Each entry below must be repeated word for word.

:::::

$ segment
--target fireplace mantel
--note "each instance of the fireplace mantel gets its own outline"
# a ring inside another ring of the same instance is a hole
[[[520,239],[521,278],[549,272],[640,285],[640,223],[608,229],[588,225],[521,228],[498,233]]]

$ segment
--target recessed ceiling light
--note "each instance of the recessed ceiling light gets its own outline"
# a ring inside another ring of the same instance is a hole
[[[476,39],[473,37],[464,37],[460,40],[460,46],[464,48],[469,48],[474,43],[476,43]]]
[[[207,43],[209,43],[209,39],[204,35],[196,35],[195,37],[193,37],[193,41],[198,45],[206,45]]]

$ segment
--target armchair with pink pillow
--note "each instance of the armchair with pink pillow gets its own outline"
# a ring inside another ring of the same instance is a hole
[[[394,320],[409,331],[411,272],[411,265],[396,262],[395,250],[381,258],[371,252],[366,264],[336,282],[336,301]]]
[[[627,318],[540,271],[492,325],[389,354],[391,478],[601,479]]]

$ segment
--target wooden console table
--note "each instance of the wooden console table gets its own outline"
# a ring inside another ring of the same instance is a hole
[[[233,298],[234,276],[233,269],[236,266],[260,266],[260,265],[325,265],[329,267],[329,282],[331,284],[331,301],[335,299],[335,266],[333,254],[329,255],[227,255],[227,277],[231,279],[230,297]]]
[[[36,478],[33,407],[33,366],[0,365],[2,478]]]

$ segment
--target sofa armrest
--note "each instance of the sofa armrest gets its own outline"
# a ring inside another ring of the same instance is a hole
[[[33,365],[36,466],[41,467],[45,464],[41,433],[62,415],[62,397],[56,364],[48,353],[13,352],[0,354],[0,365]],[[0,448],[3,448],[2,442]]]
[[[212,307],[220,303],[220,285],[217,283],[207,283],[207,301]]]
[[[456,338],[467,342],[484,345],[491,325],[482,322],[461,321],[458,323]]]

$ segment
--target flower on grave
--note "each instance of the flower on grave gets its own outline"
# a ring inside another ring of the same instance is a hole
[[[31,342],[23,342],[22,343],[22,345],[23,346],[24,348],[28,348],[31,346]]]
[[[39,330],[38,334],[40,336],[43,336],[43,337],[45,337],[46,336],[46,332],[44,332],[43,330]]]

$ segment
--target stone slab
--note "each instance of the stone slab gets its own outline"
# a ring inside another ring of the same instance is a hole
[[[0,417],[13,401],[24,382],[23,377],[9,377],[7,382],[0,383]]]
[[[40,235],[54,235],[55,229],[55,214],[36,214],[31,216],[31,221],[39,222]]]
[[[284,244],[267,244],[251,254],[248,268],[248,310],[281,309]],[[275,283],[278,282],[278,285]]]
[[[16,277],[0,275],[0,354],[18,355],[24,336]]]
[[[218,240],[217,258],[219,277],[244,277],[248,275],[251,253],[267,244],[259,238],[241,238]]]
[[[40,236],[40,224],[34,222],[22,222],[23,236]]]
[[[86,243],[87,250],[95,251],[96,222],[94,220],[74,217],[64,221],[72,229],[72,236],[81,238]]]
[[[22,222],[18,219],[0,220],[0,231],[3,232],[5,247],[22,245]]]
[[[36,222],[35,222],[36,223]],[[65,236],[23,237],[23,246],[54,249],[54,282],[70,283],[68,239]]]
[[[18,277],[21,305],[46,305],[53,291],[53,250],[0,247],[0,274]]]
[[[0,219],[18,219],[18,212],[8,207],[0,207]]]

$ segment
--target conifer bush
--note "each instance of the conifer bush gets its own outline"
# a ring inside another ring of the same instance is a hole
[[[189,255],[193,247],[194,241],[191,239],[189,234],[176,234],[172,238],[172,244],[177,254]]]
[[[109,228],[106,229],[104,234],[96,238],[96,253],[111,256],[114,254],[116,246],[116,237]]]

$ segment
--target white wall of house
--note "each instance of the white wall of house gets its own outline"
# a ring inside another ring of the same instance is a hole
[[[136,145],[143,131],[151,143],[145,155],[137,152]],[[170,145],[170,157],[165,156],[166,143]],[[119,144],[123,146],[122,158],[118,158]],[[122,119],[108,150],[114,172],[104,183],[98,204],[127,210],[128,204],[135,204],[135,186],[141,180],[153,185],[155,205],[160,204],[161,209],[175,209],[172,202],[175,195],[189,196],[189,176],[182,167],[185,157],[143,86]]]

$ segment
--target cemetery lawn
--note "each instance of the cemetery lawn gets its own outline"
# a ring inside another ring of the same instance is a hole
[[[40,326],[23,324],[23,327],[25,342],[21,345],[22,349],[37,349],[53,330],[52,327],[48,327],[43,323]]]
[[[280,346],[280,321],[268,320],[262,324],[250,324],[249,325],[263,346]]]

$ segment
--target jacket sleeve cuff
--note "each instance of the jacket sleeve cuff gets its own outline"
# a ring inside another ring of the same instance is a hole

:::::

# THE COMPLETED TASK
$ segment
--target fireplace mantel
--note "each instance of the fireplace mantel gets its own outline"
# a ring inside another ring of the same instance is a hole
[[[520,239],[521,278],[549,272],[640,285],[640,223],[608,229],[588,225],[521,228],[498,233]]]

$ segment
--target recessed ceiling light
--note "each instance of the recessed ceiling light gets its own outline"
# a ring inside another ring of the same instance is a hole
[[[476,39],[473,37],[464,37],[460,40],[460,46],[464,48],[469,48],[474,43],[476,43]]]
[[[207,43],[209,43],[209,39],[204,35],[196,35],[195,37],[193,37],[193,41],[198,45],[206,45]]]

$ segment
--target armchair with pink pillow
--note "each instance of the armchair with pink pillow gets its own outline"
# a ring inside another ring of the same instance is a hole
[[[394,320],[409,331],[411,272],[411,265],[396,262],[395,250],[381,258],[371,252],[366,264],[336,282],[336,301]]]
[[[627,318],[540,271],[492,325],[389,354],[391,478],[601,479]]]

$ segment
--target wooden console table
--note "each instance of the wooden console table gets its own outline"
# a ring inside another ring of the same instance is a hole
[[[233,298],[234,276],[233,269],[236,266],[260,266],[260,265],[325,265],[329,267],[329,282],[331,284],[331,301],[335,299],[335,266],[333,254],[329,255],[227,255],[227,277],[231,279],[230,297]]]
[[[36,478],[33,407],[33,366],[0,365],[2,478]]]

$ segment
--target sofa armrest
--note "each instance of the sofa armrest gets its own outline"
# a ring inside another ring of the same instance is a hole
[[[33,365],[36,466],[41,467],[45,464],[41,433],[62,415],[62,397],[56,364],[48,353],[13,352],[0,354],[0,365]],[[0,448],[3,448],[2,442]]]
[[[212,307],[220,303],[220,285],[217,283],[207,283],[207,301]]]
[[[456,338],[467,342],[484,345],[491,325],[482,322],[461,321],[458,323]]]

$ segment
--target flower on grave
--note "each instance of the flower on grave gets its own outline"
# a ring inside another ring of the same instance is a hole
[[[31,342],[23,342],[22,343],[22,345],[23,346],[24,348],[28,348],[31,346]]]
[[[39,330],[38,334],[40,336],[43,336],[43,337],[45,337],[46,336],[46,332],[44,332],[43,330]]]

$ segment
--target stone slab
--note "each instance of the stone slab gets its own outline"
# a ring inside another ring of the same instance is a hole
[[[0,417],[13,401],[24,382],[23,377],[9,377],[7,382],[0,383]]]
[[[40,235],[54,235],[55,229],[55,214],[36,214],[31,216],[31,221],[39,222]]]
[[[284,244],[267,244],[251,254],[248,268],[248,310],[281,309]],[[275,283],[278,282],[278,285]]]
[[[16,277],[0,275],[0,354],[18,355],[24,336]]]
[[[218,240],[217,258],[219,277],[244,277],[248,275],[251,253],[267,244],[259,238],[241,238]]]
[[[40,236],[40,224],[34,222],[22,222],[23,236]]]
[[[86,243],[87,250],[95,251],[96,222],[94,220],[74,217],[64,221],[72,229],[72,236],[81,238]]]
[[[22,222],[18,219],[0,220],[0,231],[3,232],[5,247],[22,245]]]
[[[36,222],[35,222],[36,223]],[[65,236],[23,237],[23,246],[54,249],[54,282],[70,283],[68,239]]]
[[[18,277],[21,305],[46,305],[53,291],[53,250],[0,247],[0,274]]]
[[[0,219],[18,219],[18,212],[8,207],[0,207]]]

$ segment
--target conifer bush
--note "each instance of the conifer bush gets its own outline"
# a ring inside another ring of the same instance is a hole
[[[189,255],[193,247],[194,241],[191,239],[189,234],[176,234],[172,238],[172,244],[177,254]]]
[[[109,228],[106,229],[104,234],[96,238],[96,253],[111,256],[114,254],[116,246],[116,237]]]

$ segment
--target white wall of house
--note "each instance of the white wall of house gets its own outline"
# a ring inside another ring of the same instance is a hole
[[[136,145],[143,131],[151,143],[145,155],[137,152]],[[170,145],[170,157],[165,156],[166,143]],[[119,144],[123,146],[122,158],[118,158]],[[122,119],[108,150],[114,172],[104,183],[98,204],[127,210],[128,204],[135,204],[135,186],[141,180],[153,185],[155,205],[160,204],[161,209],[175,209],[172,202],[175,195],[189,196],[189,176],[182,167],[185,157],[143,86]]]

$ segment
--target cemetery lawn
--note "each instance of the cemetery lawn gets its own outline"
# a ring inside another ring of the same instance is a hole
[[[40,326],[23,324],[23,327],[25,342],[21,345],[22,349],[37,349],[53,330],[52,327],[48,327],[43,323]]]
[[[280,346],[280,321],[268,320],[262,324],[250,324],[249,325],[263,346]]]

$ segment
--target jacket sleeve cuff
--note "each instance of the jacket sleeve cuff gets its own outline"
# a ring inside another ring of the same instance is a hole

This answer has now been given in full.